* _Directions_: Repeat every line of the material, character for character.

* _Data_:
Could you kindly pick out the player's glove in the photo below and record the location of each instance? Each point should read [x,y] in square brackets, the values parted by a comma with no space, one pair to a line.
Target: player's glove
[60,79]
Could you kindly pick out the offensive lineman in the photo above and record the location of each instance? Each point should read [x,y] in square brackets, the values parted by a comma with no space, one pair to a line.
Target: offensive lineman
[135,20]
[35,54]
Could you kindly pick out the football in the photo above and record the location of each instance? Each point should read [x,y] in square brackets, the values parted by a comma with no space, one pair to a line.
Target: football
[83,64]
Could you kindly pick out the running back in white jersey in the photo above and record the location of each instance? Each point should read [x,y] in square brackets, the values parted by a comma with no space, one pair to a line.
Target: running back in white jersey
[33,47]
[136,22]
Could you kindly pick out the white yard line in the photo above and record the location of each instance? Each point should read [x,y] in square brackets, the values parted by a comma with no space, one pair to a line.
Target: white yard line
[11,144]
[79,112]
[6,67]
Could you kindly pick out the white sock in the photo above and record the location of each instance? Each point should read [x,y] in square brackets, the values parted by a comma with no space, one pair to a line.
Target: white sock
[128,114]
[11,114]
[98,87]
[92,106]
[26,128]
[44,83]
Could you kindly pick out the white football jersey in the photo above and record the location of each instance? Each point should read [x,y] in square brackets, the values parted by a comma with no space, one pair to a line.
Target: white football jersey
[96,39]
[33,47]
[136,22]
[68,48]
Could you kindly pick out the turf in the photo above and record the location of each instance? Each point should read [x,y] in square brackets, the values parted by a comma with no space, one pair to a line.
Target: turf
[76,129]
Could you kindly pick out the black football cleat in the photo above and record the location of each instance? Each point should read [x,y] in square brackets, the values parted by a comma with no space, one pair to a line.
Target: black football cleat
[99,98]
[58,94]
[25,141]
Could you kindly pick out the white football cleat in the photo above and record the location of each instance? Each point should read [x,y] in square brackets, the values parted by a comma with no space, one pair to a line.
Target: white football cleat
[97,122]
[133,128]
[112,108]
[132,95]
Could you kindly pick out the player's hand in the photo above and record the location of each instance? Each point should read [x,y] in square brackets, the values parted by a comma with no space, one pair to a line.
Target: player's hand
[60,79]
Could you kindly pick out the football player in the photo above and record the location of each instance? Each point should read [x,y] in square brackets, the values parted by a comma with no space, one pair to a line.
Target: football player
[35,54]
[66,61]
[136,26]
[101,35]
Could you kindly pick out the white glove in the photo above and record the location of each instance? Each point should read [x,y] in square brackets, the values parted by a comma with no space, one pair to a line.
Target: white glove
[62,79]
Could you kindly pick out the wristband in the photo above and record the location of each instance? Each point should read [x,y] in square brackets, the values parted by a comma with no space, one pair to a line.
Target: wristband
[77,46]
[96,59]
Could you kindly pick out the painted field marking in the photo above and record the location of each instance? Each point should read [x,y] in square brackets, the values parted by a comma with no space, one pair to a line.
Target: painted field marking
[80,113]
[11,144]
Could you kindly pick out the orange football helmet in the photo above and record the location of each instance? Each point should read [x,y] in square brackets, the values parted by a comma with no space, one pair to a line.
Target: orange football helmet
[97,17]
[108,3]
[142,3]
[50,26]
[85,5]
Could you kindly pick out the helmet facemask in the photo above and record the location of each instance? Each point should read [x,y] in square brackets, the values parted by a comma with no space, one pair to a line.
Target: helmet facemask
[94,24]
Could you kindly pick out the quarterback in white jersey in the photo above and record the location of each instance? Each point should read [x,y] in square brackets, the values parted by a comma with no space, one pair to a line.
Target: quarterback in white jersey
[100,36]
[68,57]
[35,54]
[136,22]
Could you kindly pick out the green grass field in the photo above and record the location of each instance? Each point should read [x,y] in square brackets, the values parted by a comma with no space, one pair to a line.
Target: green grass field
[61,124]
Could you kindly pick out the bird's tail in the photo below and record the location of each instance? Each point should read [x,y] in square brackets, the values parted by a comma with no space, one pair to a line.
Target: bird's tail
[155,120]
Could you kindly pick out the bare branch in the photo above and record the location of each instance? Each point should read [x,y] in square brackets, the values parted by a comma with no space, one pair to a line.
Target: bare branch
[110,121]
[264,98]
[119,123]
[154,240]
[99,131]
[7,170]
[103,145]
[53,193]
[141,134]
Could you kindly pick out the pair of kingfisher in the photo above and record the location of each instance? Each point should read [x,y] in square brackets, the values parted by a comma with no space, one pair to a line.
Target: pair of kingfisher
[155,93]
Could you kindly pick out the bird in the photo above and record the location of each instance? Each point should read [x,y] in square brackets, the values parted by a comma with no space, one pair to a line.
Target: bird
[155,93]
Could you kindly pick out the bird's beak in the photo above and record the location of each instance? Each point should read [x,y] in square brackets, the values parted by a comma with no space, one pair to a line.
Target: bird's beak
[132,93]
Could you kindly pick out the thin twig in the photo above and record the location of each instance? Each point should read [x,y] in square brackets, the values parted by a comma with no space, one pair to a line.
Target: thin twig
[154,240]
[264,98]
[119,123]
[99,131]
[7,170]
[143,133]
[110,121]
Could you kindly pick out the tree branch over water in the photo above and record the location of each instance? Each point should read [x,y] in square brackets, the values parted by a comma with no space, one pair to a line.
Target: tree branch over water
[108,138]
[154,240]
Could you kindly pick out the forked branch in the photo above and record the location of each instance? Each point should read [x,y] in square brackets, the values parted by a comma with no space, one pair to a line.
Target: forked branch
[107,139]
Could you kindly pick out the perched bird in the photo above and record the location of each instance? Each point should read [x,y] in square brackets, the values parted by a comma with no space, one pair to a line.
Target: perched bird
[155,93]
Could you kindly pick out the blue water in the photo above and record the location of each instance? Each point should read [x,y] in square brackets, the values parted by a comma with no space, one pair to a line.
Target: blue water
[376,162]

* _Result of this task_:
Could you kindly pick out the player's glove in the photo below and record the location of each instance? Each point should read [x,y] in square brackets, the values parted by a comma with no space, one pair to a line.
Target: player's glove
[60,79]
Could you kindly pick out the offensive lineman in the photo above and record the location of each instance? Each point should read [x,y] in square brackets, the values parted by a comma with no space, one pair to a line.
Target: offensive lineman
[135,20]
[35,54]
Could you kindly pick out the football in the photo above and record the location of each instance? Each point should read [x,y] in square brackets, the values parted by a comma with no space, one pair to a line.
Target: football
[83,64]
Could you kindly pick out the running back in white jersey in the photo above and record the location of each instance? Each point should read [x,y] in square brackets, the values parted by a comma with no space, one pair to a line.
Target: running back in white jersey
[33,47]
[136,22]
Could you kindly pick out the white yard line in the photo above and record the location of each instance? Each point should read [x,y] in square brackets, the values parted by a comma with no space, one pair to a line.
Target: white yard line
[11,144]
[79,112]
[6,67]
Could you kindly pick out the white sock in the photo above and record the location of each instance? Each point should read [x,y] in square brackets, the values parted by a comma with no space, one pair to a line.
Target: white sock
[128,114]
[11,114]
[98,87]
[92,106]
[26,128]
[44,83]
Could you kindly pick out the white football jersey in the photo above and record the location of each instance? Each point should read [x,y] in square brackets, the values parted by a comma with no space, one pair to a line.
Target: white football jersey
[96,39]
[33,47]
[136,22]
[68,48]
Could you kindly pick out the turf in the photo above and record the location of each instance? Each point should read [x,y] in square brackets, the values parted by a comma with no space, one pair to a line.
Target: turf
[76,129]
Could you kindly pick out the black football cleat in the photo above and record the location of each instance? Each point should read [x,y] in square brackets, the values parted by a comma with no space, one pair to a line.
Target: black football cleat
[99,98]
[58,94]
[25,141]
Could you kindly pick out the white football cleat in the photo above and record the location of each instance? Each point should read [x,y] in square brackets, the values parted by a comma with no space, one pair to a line.
Target: white football cleat
[97,122]
[133,128]
[112,108]
[132,95]
Could you kindly pick out the player's hand in the photo above and record the location of each instance? Each point should read [x,y] in square brackets, the values parted by a comma with no space, one pair to a line.
Target: player's hand
[60,79]
Could you kindly pick out the football player in the photo above and record the location of each instance? Each point should read [x,y] in square brackets, the values parted by a comma with no space, one pair to a line.
Target: football player
[35,54]
[66,61]
[136,26]
[101,35]
Could you kindly pick out the white glove in the photo above and record the location of each instance? Each point should read [x,y] in square brackets, the values parted by a comma with no space, one pair to a line.
Target: white glove
[62,79]
Could you kindly pick out the wristband in the photo above and record the location of each instance? Each point should read [x,y] in square brackets, the values parted by a comma with no space, one pair to a line.
Target: wristband
[77,46]
[96,59]
Could you kindly pick out the painted field marking in the photo above and record the location of each instance? Each point should read [x,y] in square brackets, the values parted by a comma with no space, one pair to a line.
Target: painted field marking
[80,113]
[11,144]
Could you kindly pick out the orange football helmet in the photo above and record the location of each instance? Each point should read [x,y] in square brackets, the values parted by a comma with no space, one pair to a line.
Target: orange football helmet
[97,17]
[108,3]
[142,3]
[50,26]
[85,5]
Could you kindly pick out the helmet facemask in the photo above and record the location of each instance? Each point should read [x,y] in square brackets, the values parted by a comma with no space, one pair to a line.
Target: helmet facemask
[94,24]
Could you kindly pick out the quarterback in white jersey in the photo above and record the location of each instance? Each point should read [x,y] in square brackets, the values parted by a comma with no space, one pair to a line.
Target: quarterback in white jersey
[100,36]
[68,57]
[35,54]
[136,22]
Could you kindly pick out the green grass field in the photo above and record the location of each instance? Each point should read [x,y] in square brackets, the values parted by a comma with no space, one pair to a line.
Target: green grass field
[61,124]
Could you kindly pick out the bird's tail in the photo below and record the location of each instance? Each point should read [x,y] in square brackets, the values parted by a comma with no space, one pair to a line.
Target: bird's tail
[155,120]
Could you kindly pick out the bare branch in the photo above and record the location of each instance? Each point should read [x,y] in square brackets, the values parted by a comma with no space, one pair to a line.
Target: bare branch
[110,121]
[264,98]
[119,123]
[154,240]
[99,131]
[7,170]
[103,145]
[53,193]
[141,134]
Could you kindly pick out the pair of kingfisher in the photo above and record the location of each instance? Each point should read [x,y] in square brackets, the values parted by a comma with no space, one pair to a line.
Target: pair of kingfisher
[155,93]
Could you kindly pick out the bird in the photo above and record the location of each instance? Each point should read [x,y] in square brackets, the values parted by a comma with no space, one pair to a line.
Target: bird
[155,93]
Could you kindly pick out the bird's beak in the photo above and record the location of each instance? Each point should read [x,y] in square brackets, the values parted by a comma with no space, one pair to a line.
Target: bird's beak
[132,93]
Could you kindly pick out the thin twig in the photo above and record the location of each instance? Each point should read [x,y] in square brackets, the values parted by a comma with no space, one pair to a line.
Target: thin twig
[154,240]
[264,98]
[119,123]
[99,131]
[7,170]
[143,133]
[110,121]
Could you kindly pick out the tree branch over water in the photo above and record the location of each instance? Each point should read [x,y] in square brackets, the values parted by a comma with no space, one pair to a line.
Target: tree branch over water
[108,138]
[154,240]
Could you kindly pick out the forked branch in the photo above and record the location of each instance? Each point should read [x,y] in square brackets, the values parted by a comma with no space, one pair to a line.
Target: forked branch
[107,139]
Could you kindly pick out the perched bird in the photo above and record the location of each instance? Each point should read [x,y] in square brackets, the values parted by a comma with no space, one pair to a line.
Target: perched bird
[155,93]
Could you kindly pick out the blue water in the photo above and record the location of each instance? Each point should read [x,y] in square brackets, the values parted by a comma with no space, one pair to a line.
Target: blue water
[376,162]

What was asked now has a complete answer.